> **Task to complete**
The response must contain every record, repeated exactly.

> **Excerpted records**
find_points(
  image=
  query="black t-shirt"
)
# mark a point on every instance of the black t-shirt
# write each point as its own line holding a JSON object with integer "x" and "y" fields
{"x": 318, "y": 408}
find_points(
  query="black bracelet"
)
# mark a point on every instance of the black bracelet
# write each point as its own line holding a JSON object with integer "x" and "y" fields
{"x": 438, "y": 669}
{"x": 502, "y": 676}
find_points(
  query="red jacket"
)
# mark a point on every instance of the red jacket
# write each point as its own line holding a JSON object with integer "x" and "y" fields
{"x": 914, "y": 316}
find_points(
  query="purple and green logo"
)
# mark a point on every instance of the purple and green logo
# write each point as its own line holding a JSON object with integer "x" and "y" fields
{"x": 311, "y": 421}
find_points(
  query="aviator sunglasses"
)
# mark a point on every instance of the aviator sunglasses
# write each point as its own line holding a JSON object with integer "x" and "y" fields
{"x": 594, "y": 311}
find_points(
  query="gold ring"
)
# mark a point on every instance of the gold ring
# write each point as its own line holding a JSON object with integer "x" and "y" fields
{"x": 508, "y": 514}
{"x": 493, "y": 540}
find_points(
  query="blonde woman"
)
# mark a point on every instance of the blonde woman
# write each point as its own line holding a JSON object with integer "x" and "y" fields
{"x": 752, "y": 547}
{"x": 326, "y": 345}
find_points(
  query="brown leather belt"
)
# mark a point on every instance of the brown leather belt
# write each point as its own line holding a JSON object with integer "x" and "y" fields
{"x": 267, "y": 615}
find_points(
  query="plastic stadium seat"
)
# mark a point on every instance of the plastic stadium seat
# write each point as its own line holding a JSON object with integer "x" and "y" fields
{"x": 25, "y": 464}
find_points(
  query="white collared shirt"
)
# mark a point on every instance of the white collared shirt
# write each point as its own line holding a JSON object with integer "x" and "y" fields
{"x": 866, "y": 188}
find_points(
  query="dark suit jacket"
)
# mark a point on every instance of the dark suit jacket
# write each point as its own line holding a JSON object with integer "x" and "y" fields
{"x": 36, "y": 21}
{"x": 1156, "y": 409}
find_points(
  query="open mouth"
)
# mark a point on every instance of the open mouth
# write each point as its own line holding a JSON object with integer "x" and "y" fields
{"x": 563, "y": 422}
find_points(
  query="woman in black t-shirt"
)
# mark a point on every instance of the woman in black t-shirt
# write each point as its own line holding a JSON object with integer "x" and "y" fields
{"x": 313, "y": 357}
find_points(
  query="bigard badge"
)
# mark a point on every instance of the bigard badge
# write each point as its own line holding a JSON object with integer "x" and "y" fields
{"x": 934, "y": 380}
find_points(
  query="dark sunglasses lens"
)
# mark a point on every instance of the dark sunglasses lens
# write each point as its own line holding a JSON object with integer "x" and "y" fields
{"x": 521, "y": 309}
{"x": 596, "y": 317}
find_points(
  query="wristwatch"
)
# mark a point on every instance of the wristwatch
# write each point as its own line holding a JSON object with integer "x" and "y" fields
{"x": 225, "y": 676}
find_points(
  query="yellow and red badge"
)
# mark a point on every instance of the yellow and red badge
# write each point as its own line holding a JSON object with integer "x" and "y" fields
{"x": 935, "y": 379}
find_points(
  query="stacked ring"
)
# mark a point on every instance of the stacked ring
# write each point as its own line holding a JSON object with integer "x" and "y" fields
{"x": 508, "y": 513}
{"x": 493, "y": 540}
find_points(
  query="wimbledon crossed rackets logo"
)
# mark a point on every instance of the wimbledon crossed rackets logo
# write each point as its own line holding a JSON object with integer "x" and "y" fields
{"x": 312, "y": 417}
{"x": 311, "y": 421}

> **Finished task**
find_points(
  image=
  query="black t-shirt"
)
# mark a point on every instance of the black t-shirt
# write each point as its own line holding a JSON object with integer "x" and "y" fields
{"x": 318, "y": 408}
find_points(
  query="black bracelet"
)
# mark a point on every instance of the black bracelet
# write each point as its own line holding a JSON object with integer "x" and "y" fields
{"x": 438, "y": 669}
{"x": 502, "y": 676}
find_points(
  query="red jacket"
)
# mark a point on every instance of the red jacket
# write each point as its own line holding a JSON object with integer "x" and "y" fields
{"x": 914, "y": 316}
find_points(
  query="purple and green logo"
)
# mark a point on every instance of the purple and green logo
# write each point as its own line holding a JSON object with integer "x" and "y" fields
{"x": 311, "y": 421}
find_points(
  query="aviator sunglasses"
)
# mark a point on every instance of the aviator sunglasses
# write each point as its own line holding a JSON object with integer "x" and "y" fields
{"x": 594, "y": 311}
find_points(
  query="gold ring"
)
# mark a point on every instance of the gold ring
# write each point as its own line holding a JSON object with integer "x" and "y" fields
{"x": 508, "y": 514}
{"x": 493, "y": 540}
find_points(
  query="blonde woman"
)
# mark a point on every instance of the blonde woman
# write each point as its own line holding a JSON object with integer "x" and "y" fields
{"x": 752, "y": 547}
{"x": 326, "y": 345}
find_points(
  query="brown leather belt"
)
# mark a point on every instance of the brown leather belt
# write each point as its own line holding a JSON object with integer "x" and "y" fields
{"x": 267, "y": 615}
find_points(
  query="plastic stadium seat"
)
# mark a point on every instance of the plastic stadium seat
# write each point as its own line holding a JSON object with integer "x" and "y" fields
{"x": 25, "y": 464}
find_points(
  query="white collared shirt"
)
# mark a point on every instance of the white collared shirt
# write each point as its own line holding a JSON object with integer "x" and "y" fields
{"x": 866, "y": 188}
find_points(
  query="dark suit jacket"
)
# mark a point on every instance of the dark suit jacket
# write each point as its own line holding a JSON object with integer "x" and "y" fields
{"x": 36, "y": 21}
{"x": 1156, "y": 409}
find_points(
  query="open mouth"
)
# mark a point on every instance of the open mouth
# write each point as its own line holding a JSON object with integer "x" and "y" fields
{"x": 563, "y": 422}
find_points(
  query="woman in black t-shirt"
)
# mark a point on every instance of the woman in black t-shirt
# write each point as its own line holding a JSON object with integer "x" and "y" fields
{"x": 313, "y": 357}
find_points(
  query="bigard badge"
)
# mark a point on every instance of the bigard badge
# write each point as its own line holding a JSON object with integer "x" and "y" fields
{"x": 934, "y": 380}
find_points(
  query="dark sunglasses lens"
)
# mark a point on every instance of the dark sunglasses lens
# write each point as its own line holding a JSON object with integer "x" and "y" fields
{"x": 521, "y": 309}
{"x": 596, "y": 317}
find_points(
  query="wristwatch"
)
# mark a point on every instance of the wristwatch
# write each point as its own line holding a JSON object with integer "x" and "y" fields
{"x": 225, "y": 676}
find_points(
  query="yellow and red badge"
)
# mark a point on every instance of the yellow and red badge
# write each point as its own line holding a JSON object with integer "x" and "y" fields
{"x": 935, "y": 379}
find_points(
  query="stacked ring"
)
# mark a point on every instance of the stacked ring
# write each point as its own line holding a JSON object with integer "x" and "y" fields
{"x": 508, "y": 513}
{"x": 493, "y": 540}
find_points(
  query="wimbledon crossed rackets logo"
)
# mark a point on every instance of the wimbledon crossed rackets logo
# write each point as its own line holding a JSON object with integer "x" and "y" fields
{"x": 312, "y": 417}
{"x": 311, "y": 421}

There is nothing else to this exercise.